Items from a dataset:
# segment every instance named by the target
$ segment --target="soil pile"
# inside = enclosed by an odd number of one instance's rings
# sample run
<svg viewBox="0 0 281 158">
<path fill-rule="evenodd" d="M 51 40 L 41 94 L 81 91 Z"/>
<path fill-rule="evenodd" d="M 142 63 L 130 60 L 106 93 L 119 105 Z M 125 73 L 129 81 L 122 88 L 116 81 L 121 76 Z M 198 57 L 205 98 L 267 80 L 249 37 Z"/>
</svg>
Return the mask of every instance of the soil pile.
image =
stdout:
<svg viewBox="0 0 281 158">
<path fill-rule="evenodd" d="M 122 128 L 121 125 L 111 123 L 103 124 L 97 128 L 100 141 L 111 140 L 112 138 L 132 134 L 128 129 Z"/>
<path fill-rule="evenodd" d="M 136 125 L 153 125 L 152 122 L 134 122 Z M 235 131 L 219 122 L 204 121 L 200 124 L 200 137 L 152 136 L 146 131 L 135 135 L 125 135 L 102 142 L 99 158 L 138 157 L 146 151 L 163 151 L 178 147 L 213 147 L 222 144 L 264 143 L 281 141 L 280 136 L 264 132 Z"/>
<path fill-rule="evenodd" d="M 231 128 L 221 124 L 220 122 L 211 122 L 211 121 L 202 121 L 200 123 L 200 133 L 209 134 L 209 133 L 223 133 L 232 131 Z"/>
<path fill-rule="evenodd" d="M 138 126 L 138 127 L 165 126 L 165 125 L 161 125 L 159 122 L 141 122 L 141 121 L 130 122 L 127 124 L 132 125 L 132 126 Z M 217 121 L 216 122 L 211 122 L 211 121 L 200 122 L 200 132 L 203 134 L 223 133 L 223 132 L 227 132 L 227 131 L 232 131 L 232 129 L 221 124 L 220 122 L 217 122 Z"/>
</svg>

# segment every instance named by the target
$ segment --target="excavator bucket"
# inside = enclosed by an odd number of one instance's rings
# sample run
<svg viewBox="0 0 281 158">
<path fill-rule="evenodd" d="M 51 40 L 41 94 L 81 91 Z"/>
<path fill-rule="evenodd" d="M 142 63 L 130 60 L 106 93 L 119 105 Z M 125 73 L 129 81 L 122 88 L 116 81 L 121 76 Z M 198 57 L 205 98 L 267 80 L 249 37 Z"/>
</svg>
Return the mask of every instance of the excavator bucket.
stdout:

* [What the task requires]: Using the records above, gather all lines where the string "every" is present.

* [Solution to this problem]:
# segment every instance named by the target
Return the mask of every instance of the soil pile.
# segment every instance named by the target
Return the mask of every instance of the excavator bucket.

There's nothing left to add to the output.